Data to examine:
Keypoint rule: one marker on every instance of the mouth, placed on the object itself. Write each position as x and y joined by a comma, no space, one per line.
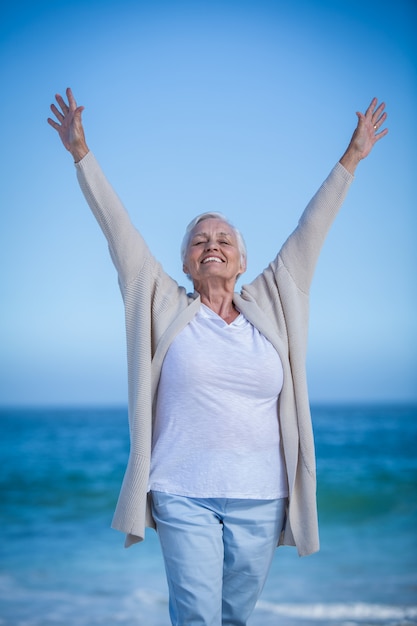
211,259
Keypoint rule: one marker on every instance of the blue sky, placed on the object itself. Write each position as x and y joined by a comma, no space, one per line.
237,106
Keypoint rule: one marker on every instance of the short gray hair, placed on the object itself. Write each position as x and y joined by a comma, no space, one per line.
205,216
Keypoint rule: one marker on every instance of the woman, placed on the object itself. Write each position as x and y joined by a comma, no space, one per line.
222,455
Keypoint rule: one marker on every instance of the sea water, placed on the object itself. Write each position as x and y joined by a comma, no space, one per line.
61,564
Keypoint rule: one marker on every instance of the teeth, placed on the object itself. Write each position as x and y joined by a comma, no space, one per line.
212,258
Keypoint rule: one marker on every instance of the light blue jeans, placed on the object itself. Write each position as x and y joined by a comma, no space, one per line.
217,554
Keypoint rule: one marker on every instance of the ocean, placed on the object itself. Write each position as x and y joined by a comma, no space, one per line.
62,565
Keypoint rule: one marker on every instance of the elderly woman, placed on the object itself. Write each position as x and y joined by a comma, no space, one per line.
222,457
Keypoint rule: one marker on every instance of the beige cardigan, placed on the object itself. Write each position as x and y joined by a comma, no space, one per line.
156,309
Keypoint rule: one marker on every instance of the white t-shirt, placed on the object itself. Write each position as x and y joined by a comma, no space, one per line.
216,431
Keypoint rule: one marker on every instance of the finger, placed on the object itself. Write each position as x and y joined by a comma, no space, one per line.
379,136
371,108
379,120
57,112
71,100
61,102
52,123
378,113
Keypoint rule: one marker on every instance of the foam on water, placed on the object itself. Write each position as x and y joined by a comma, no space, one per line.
355,611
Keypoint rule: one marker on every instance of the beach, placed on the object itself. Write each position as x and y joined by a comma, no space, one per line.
62,564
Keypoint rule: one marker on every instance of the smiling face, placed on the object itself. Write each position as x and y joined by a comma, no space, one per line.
213,252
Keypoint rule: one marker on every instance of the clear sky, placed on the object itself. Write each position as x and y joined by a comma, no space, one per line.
241,106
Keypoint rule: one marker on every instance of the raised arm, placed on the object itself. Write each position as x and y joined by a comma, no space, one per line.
69,125
365,135
301,250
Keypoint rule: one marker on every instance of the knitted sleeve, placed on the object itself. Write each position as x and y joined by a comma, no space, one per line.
127,247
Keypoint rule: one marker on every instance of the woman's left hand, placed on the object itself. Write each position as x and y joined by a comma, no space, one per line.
366,135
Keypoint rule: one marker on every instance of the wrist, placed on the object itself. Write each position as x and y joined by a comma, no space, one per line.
79,152
350,160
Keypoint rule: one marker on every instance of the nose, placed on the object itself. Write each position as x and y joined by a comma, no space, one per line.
211,244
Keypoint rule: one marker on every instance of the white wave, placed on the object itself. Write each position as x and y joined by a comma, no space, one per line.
357,611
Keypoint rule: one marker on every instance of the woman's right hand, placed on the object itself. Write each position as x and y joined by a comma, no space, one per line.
69,125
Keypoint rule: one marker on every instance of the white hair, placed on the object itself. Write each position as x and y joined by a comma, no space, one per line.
205,216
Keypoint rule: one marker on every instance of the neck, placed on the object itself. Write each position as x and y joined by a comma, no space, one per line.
221,302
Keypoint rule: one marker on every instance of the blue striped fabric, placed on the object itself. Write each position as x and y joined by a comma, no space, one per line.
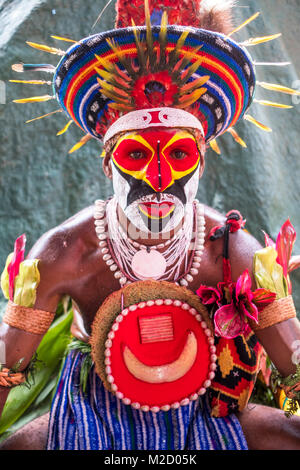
98,420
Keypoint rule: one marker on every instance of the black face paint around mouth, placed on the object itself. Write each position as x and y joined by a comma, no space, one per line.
139,188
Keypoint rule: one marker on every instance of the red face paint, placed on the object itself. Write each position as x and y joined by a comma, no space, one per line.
157,157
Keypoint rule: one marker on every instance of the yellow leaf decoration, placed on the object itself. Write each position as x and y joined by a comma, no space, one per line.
26,283
268,273
4,277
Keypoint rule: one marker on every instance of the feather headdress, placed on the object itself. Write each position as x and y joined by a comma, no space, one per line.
166,63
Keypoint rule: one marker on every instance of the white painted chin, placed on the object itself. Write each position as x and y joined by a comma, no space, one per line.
133,214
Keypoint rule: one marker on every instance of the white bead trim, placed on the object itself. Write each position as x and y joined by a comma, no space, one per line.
109,342
100,228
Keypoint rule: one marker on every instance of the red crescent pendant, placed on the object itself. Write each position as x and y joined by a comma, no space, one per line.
148,265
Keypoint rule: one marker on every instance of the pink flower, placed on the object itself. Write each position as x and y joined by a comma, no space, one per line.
14,265
229,323
262,298
231,319
268,240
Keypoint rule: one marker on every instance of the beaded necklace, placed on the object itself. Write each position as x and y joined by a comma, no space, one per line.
131,261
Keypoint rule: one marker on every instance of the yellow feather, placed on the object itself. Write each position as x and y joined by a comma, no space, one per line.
236,137
253,17
279,88
79,144
44,115
63,39
34,99
43,47
139,46
65,128
251,119
254,41
104,74
105,63
271,103
214,145
32,82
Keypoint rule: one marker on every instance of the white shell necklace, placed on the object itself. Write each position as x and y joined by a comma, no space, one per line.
131,261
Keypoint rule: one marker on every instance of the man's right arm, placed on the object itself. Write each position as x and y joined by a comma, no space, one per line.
20,339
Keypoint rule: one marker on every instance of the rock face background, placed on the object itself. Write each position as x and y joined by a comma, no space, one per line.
41,185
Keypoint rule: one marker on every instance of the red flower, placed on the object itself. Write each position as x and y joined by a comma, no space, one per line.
231,319
14,265
284,245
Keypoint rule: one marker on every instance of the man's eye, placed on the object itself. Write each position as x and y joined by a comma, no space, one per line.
178,154
137,155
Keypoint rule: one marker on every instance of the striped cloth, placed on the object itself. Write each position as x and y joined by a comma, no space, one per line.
97,420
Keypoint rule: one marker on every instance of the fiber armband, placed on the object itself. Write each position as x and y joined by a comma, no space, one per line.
28,319
277,312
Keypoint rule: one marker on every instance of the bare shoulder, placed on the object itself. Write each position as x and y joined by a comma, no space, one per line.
242,245
63,253
74,234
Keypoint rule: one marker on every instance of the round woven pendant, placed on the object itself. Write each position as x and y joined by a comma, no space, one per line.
148,265
158,353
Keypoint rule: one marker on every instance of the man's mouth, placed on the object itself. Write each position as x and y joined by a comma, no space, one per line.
156,210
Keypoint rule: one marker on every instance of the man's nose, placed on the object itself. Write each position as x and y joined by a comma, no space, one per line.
159,173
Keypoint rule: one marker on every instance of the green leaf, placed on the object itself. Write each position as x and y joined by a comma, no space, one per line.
26,283
5,278
50,354
268,273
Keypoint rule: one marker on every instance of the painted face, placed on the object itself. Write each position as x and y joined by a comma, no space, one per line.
155,177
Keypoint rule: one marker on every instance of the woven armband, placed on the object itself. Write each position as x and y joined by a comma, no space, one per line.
277,312
28,319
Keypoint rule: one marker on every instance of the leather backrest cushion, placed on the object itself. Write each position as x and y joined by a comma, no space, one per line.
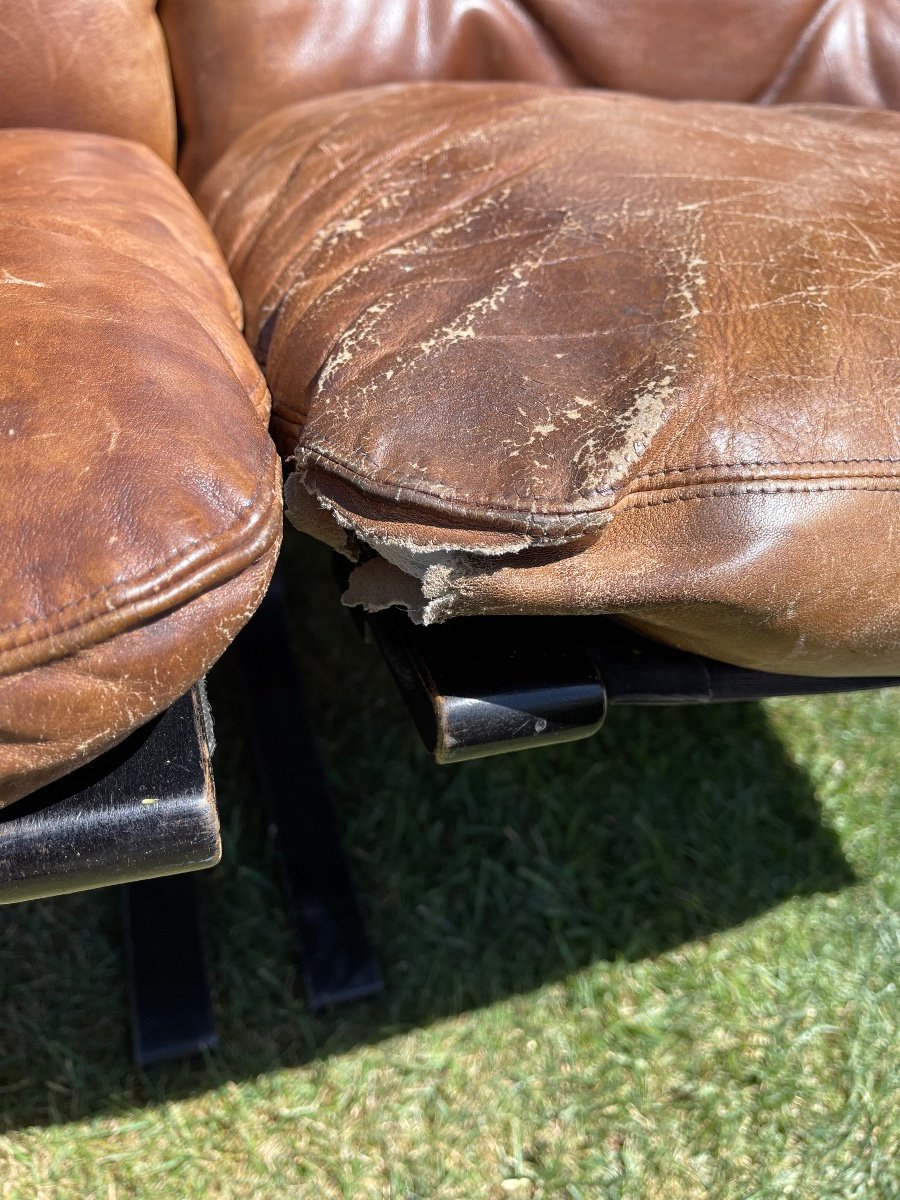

What to work on: Each entry should be set down exactly, pictures excluded.

The completed task:
Keypoint rule: one marker on every instance of the mouth, placed on the object itself. Write each position as x and y joined by a comma, no space, one per line.
211,259
Keypoint rule: one marker on every instance of the blue sky, placed on the object itself. Write each position as x and y joined by a comma, no space, one per line.
237,106
Keypoint rule: one marker on every instance of the short gray hair, placed on the object itself. Write each position as x and y joined by a comma, no space, one per line.
205,216
Keypoint rule: one marker on every instance of the woman, placed on the object itself. Write each position as x and y joined by a comma, no space, one per line.
222,455
Keypoint rule: one marker on every instance of the sea water, placed on the object itself. Write each position as x and y joined by a comma, no space, one per line.
61,564
Keypoint rule: one marker on every instance of the teeth, placed on the object itself. Write each position as x and y joined by a comma, no space, one per line.
212,258
Keypoint rule: one marker on every instance of the light blue jeans, placed on the object itself. Write each position as x and y joined by a comma, no space, one per line.
217,554
Keypoint rule: one marker on every instance of the ocean, placed on the object itself. Write each position as x and y joined by a comma, no space, one per line.
62,565
Keypoint rule: one marker on every instance of the elderly woman, placed on the object itself. Write each position as x and y joined by a comma, no space, one per line.
222,457
Keypoint rule: one marker on every instance of the beige cardigan, placed on the object itself. Write each position as x and y joined by a comma, no space, one per line.
156,309
Keypoint rule: one marker on every instance of the white t-shirt, placed on the object itself. Write each position as x and y joined by a comma, no space, one per line.
216,431
Keypoint rule: one marker on every instance of the finger, placed on the object itself. Write each position as x and y joined by a comma, no space, one per line.
379,136
371,108
379,120
57,112
71,100
61,102
52,123
378,113
Keypoint rule: one marker on every instance of the foam on water, placed on the object itself. Write each position as x and y joined by a comma, no space, one per line.
355,611
Keypoint rule: one marker on every instance of the beach, placed on the object itself. Write each position as x and y joined by a comma, no space, one per line.
62,564
Keypoint rule: one marker on every instance of the smiling face, placed on the object itself. Write each position as x and y joined by a comma, no space, one per line.
213,252
Keypoint rule: one marker on every instance of the clear sky, placed on the object itself. Write each position as x and y joined by a comma, no space, one per line.
241,106
Keypoint rule: one marker on every instance of the raised arm, placed on the object itself. Write each position as x and y joined by a comma, no space, one per line.
69,125
365,135
301,250
Keypoint rule: one marker on every instance of the knitted sleeve, placed on the object itself. Write each position as x and y joined by a comma, no space, one per line.
127,247
Keypoint rule: one marker on every instance of the woman's left hand, placed on the object itself. Write each position as x and y joined by a comma, no space, one per line.
366,135
Keypoint rule: one marker on every instance of the wrist, placed on the object itself. Write each position as x and y joined by a comma, no space, one per line.
79,152
350,160
Keypoint rule: one marker on every instance of the nose, placed on the object itself. Write each position as x and y joined by a comma, no space, one per line.
211,244
Keypoint rule: one marker on every instance of the white wave, placed on the object itself. Write each position as x and y joined by a comma, no space, one per line.
357,611
Keypoint rule: one marker on every instance of the woman's right hand, placed on the object itself. Write each position as x and y joined by a comma, no space, one per line.
69,125
Keypoint rule: one marker on every instance of the white hair, placed on the object itself. Write each position as x and y joined by a comma, no space, one per line.
205,216
Keypoint rule: one marker on every instance of the neck, placed on the object itself. Write each position as x and y joined by a comma, no space, one per line.
221,302
Keypoint rule: one marker on every instance of the blue striped fabric, placed on the object itself. Write each position as x and y joined by a comma, no space, one per line.
98,420
Keypoint rule: one marker on every instance of the black face paint around mouth, placed on the object itself. Write each position as x and y joined by a comma, no space, one per line.
139,188
Keypoint rule: one marker on every instance of the red face paint, placed on the object itself. Write each position as x and y joined by a comma, no space, one per line.
157,157
Keypoint rule: one marker on every instance of the yellow leaf decoration, placed on the object itself. Write each position as x and y joined by a comma, no space, one per line.
26,283
268,273
4,277
Keypoint rule: one marker on every instance of the feather headdress, placed on the object itself. Write each position as x and y joined by a comma, no space, one per line.
166,63
Keypoint rule: one marker on every instance of the white painted chin, placed on the object itself. Write each position as x and y joined by a comma, no space, one per line.
133,214
Keypoint rule: one marker on every instance of the white bead trim, placed on the object itself. Write each position as x and y joined by a comma, no space, one per line.
109,342
100,228
Keypoint rule: one marker on every instance of the red crescent pendant, placed on the object itself. Write each position as x and y joined by a comma, no space, one per line.
148,265
Keypoint rule: one marker on every instance of the pink flower, placed on the object itself. Write each position as x and y joined by a comma, no space, one per line.
14,265
229,323
262,298
231,319
268,240
Keypoint rule: one marker on every instance of the beaded necklace, placed on the object itself. Write each position as x and y joined by a comma, no space, one per line.
131,261
Keypoint rule: one marker on every instance of the yellow feather, placed on the object itself. Write each position as x and y joined by a comma, no space, one per line.
236,137
253,17
279,88
79,144
44,115
63,39
34,99
43,47
139,46
65,128
251,119
254,41
104,74
105,63
271,103
214,145
32,82
Keypoint rule: one marker on every instance of the white shell necklace, placed on the object itself. Write each position as x and y joined by a comma, no space, one per line.
131,261
Keypoint rule: one marker on every instance of the man's right arm, placed on the object itself. Write each position as x and y joined by a comma, no space, one per line.
20,339
Keypoint rule: one marker on every instance of the rock face background, placed on the object itself. Write each position as x and y joined by a comma, no space, one per line.
41,185
Keypoint rule: one marker on every instance of the red flower, placed on the object itself. Write each position as x and y joined by a comma, no space, one per line.
231,319
14,265
284,245
Keypoint rule: one marker on every instance of the man's eye, placed on the object itself. Write each position as x and y joined by a comma, no space, one per line.
178,154
137,155
Keypoint rule: one marker on every instance of the striped cloth, placed on the object itself. Write each position as x and y joined by a comma, no space, one per line.
97,420
Keypoint rule: one marker on every instance of the fiber armband, placed on the object itself. Write each position as x and y joined by a comma, no space, one per line.
28,319
277,312
Keypoint rule: one marker on every instance of the bare shoulder, placed on the object itself. Write each position as x and y joined by a comma, no space, one per line.
242,245
63,253
74,234
Keypoint rule: one marker on every instance of the round woven pendant, placed on the object itself. Write each position as x and y joined by a comma, no space, one per line.
148,265
158,353
Keypoint rule: one marker on every instance of the man's mouth, placed on the object itself. Write each position as x and y joined by a comma, no space, one per line.
156,210
Keypoint rule: one marker on every instance of the man's nose, placed on the object itself. Write each position as x and y joined by a comma, no space, one per line.
159,173
Keypoint rule: one marker on every instance of the green leaf, placed on the object itself. Write each position as x and y joined by a comma, no space, one per line.
26,283
5,278
50,354
268,273
Keypoint rule: one marker on every instance of the painted face, placed on the object itself. Write each position as x and y joined by a comma, no space, one per line.
155,177
Keypoint rule: one marker on every instance of the woven armband, placed on the object itself. Write each position as x and y joined by a comma, no space, one per line.
277,312
28,319
Keypoint rule: one marker on every instance of the leather backrest cushion, placed on the object itself. Write each position as x and y joined by a comma, no space, one per line.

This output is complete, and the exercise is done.